== THE EXERCISE ==
Pull every line from the listing below and reproduce each one word for word, in the same order.

[Point-based annotation data]
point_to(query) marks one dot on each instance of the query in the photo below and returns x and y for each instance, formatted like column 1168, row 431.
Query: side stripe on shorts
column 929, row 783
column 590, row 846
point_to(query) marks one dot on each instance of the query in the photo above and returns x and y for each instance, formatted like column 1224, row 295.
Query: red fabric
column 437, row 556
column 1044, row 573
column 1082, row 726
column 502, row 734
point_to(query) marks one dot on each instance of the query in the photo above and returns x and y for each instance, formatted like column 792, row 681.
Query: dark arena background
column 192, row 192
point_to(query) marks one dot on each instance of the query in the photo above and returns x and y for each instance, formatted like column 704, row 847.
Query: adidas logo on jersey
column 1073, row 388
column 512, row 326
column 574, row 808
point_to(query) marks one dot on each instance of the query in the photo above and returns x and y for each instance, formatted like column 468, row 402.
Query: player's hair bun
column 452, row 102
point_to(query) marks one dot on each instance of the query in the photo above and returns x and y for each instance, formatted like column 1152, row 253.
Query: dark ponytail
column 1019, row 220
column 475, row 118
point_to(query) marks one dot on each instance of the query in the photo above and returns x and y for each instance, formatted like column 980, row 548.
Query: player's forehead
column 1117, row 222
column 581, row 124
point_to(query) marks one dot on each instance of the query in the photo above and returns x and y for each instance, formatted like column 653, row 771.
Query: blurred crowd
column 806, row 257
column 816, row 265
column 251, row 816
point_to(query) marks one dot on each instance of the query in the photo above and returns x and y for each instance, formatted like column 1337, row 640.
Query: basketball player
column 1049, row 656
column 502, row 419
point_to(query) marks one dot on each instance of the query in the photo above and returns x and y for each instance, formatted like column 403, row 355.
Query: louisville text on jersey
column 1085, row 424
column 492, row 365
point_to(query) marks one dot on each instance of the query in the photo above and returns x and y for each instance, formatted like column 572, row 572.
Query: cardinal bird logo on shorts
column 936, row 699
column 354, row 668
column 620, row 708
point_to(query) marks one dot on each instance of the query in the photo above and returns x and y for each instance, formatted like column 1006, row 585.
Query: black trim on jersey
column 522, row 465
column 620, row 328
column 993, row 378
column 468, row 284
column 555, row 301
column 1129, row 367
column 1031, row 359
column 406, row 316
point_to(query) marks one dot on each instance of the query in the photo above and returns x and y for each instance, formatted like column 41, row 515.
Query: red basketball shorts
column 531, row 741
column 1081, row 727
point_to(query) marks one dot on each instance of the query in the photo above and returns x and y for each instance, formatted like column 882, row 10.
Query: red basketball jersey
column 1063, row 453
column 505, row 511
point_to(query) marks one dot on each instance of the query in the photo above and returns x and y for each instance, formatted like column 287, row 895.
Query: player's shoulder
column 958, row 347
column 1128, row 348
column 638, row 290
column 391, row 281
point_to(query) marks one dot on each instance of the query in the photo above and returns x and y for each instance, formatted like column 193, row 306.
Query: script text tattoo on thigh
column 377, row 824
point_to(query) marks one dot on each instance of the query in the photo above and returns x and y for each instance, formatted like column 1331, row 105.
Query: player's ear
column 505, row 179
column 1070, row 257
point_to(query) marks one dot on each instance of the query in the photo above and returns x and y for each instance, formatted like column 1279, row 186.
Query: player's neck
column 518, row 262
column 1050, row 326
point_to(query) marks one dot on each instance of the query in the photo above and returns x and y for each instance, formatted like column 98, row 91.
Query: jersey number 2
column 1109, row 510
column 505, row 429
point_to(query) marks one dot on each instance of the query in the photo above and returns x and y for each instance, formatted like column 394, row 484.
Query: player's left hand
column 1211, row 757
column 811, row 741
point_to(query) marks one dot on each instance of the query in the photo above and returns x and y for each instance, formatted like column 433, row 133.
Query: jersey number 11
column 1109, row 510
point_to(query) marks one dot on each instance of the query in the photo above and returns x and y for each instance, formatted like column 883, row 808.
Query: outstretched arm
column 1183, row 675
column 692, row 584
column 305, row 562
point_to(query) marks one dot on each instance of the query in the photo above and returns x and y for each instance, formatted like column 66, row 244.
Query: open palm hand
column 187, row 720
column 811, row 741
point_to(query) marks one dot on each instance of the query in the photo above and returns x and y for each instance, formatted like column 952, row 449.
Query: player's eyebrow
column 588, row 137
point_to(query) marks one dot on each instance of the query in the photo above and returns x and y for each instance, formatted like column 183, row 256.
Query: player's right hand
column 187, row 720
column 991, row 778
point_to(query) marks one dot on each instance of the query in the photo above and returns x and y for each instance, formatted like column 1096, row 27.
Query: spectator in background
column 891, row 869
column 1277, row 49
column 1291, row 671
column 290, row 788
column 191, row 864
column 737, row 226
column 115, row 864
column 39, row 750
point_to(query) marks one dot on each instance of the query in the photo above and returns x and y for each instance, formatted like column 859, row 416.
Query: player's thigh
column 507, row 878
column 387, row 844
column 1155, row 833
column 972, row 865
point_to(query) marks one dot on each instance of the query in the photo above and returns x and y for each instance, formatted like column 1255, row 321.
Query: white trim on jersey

== OUTPUT FOR THIS EXERCISE ==
point_to(query) marks one dot on each instance of the query in the photo below and returns x and y for each instance, formatted like column 1168, row 431.
Query: side stripe on shorts
column 929, row 783
column 590, row 846
point_to(query) marks one dot on each instance of the query in the photo above and returns x and y for each instance, formatted like column 1224, row 295.
Query: red fabric
column 437, row 556
column 1044, row 573
column 1082, row 726
column 502, row 734
point_to(query) marks one dot on each instance of the query in the photo above and returns x and y for each instance, formatted like column 792, row 681.
Query: dark arena background
column 192, row 192
point_to(query) marks one dot on each instance of the query in the photo above and returns x and y for each instance, formatted like column 704, row 847.
Query: adidas logo on jersey
column 1073, row 388
column 512, row 326
column 574, row 808
point_to(query) marks one dot on each instance of the query in the photo above and returns x and y for each instance, formatted like column 468, row 402.
Query: player's hair bun
column 452, row 102
point_to(query) marks one dot on each instance of the query in the photo above and returns x and y for each instance, formatted like column 1152, row 253.
Query: dark ponytail
column 1019, row 220
column 475, row 118
point_to(query) marks one dot on each instance of the query in the photo above and returns x and y for each instance, formatted like column 980, row 548.
Query: player's forehead
column 1117, row 222
column 581, row 124
point_to(query) marks one dot on each instance of the query in the photo above and returns x and y for each instance, formatted like column 653, row 771.
Query: blurred crowd
column 806, row 257
column 816, row 265
column 251, row 816
point_to(query) marks one dot on each instance of the query in the photo above and returns x and y for each instance, formatted like column 1337, row 640.
Query: basketball player
column 1049, row 656
column 502, row 419
point_to(query) marks one dot on each instance of the query in the photo above and returns x and y for each instance, formatted like column 403, row 355.
Query: louisville text on jersey
column 1085, row 424
column 492, row 365
point_to(query) marks one dot on each instance of the query in the photo above and returns x and y for each instance, formatted like column 572, row 572.
Query: cardinal bird logo on shorts
column 936, row 699
column 354, row 668
column 620, row 708
point_to(query) marks one dot on each instance of the query in the photo above and returns x and y for each instance, formatted like column 1006, row 585.
Query: black trim on jersey
column 522, row 465
column 620, row 328
column 993, row 378
column 468, row 284
column 555, row 301
column 1129, row 367
column 1031, row 359
column 406, row 316
point_to(query) marks one dot on each instance of the query in the photo above and returns x and y for each instance, formatted like column 41, row 515.
Query: red basketball shorts
column 531, row 741
column 1081, row 727
point_to(query) marks one dot on each instance of the query in the photo above and returns x and y for each instance, formatted like column 882, row 10.
Query: red basketball jersey
column 1063, row 453
column 505, row 511
point_to(query) marks one dot on each instance of the query in the photo above and returns x and y for each instance, formatted like column 287, row 895.
Query: player's shoulder
column 958, row 347
column 1128, row 348
column 638, row 290
column 391, row 281
point_to(query) marks one dot on each instance of the query in the photo above and returns x and y for each instance, formatted like column 193, row 306.
Query: script text tattoo on thigh
column 377, row 824
point_to(query) marks one dot on each instance of the query in the photo above and returns x and y for each instance, formatted like column 1331, row 105.
Query: player's ear
column 505, row 179
column 1070, row 257
point_to(query) marks one dot on each instance of the query in the photo above and returns x and y for each instance, formatted like column 1279, row 186.
Query: player's neck
column 518, row 262
column 1050, row 326
point_to(query) marks one dot on each instance of the query in the photo above and returns x and y for each instance, formatted like column 98, row 91.
Query: jersey number 2
column 1109, row 510
column 505, row 429
point_to(query) marks one dot on each instance of the query in the photo above and returns x and y for each instance, formatted like column 394, row 484.
Query: player's left hand
column 1211, row 757
column 811, row 741
point_to(query) marks one dot on each instance of the query in the photo above and returns x and y for each instance, formatted like column 433, row 133.
Query: jersey number 11
column 1109, row 510
point_to(query) marks one dot on each instance of the query in the photo above and returns x and y for each instance, formatted like column 883, row 808.
Query: outstretched arm
column 1183, row 675
column 692, row 584
column 305, row 562
point_to(query) marks one dot on each instance of the query in the photo above and returns x and y for each instance, formatted like column 66, row 244.
Query: open palm hand
column 187, row 720
column 811, row 741
point_to(query) marks one dot on each instance of the query in the photo above and returns x and y for each instance, formatted like column 952, row 449.
Query: player's eyebrow
column 588, row 137
point_to(query) marks one dot on each instance of the query in the photo above and returns x and y for each instance, formatted like column 183, row 256.
Query: player's right hand
column 187, row 720
column 991, row 778
point_to(query) marks one dot on each instance of the query in the photo above and returns x and y for each instance, formatted like column 1096, row 27.
Query: spectator in background
column 891, row 869
column 1277, row 49
column 1291, row 671
column 290, row 788
column 191, row 864
column 737, row 226
column 115, row 864
column 39, row 750
point_to(query) marks one dot on each instance of the query in the photo above and returns x and y for each instance, formatted like column 859, row 416.
Query: player's thigh
column 507, row 878
column 387, row 844
column 1155, row 833
column 972, row 865
point_to(query) marks one dot on each instance of the query in the photo above and returns x and y for each instance, formatted like column 1255, row 321.
Query: white trim on jersey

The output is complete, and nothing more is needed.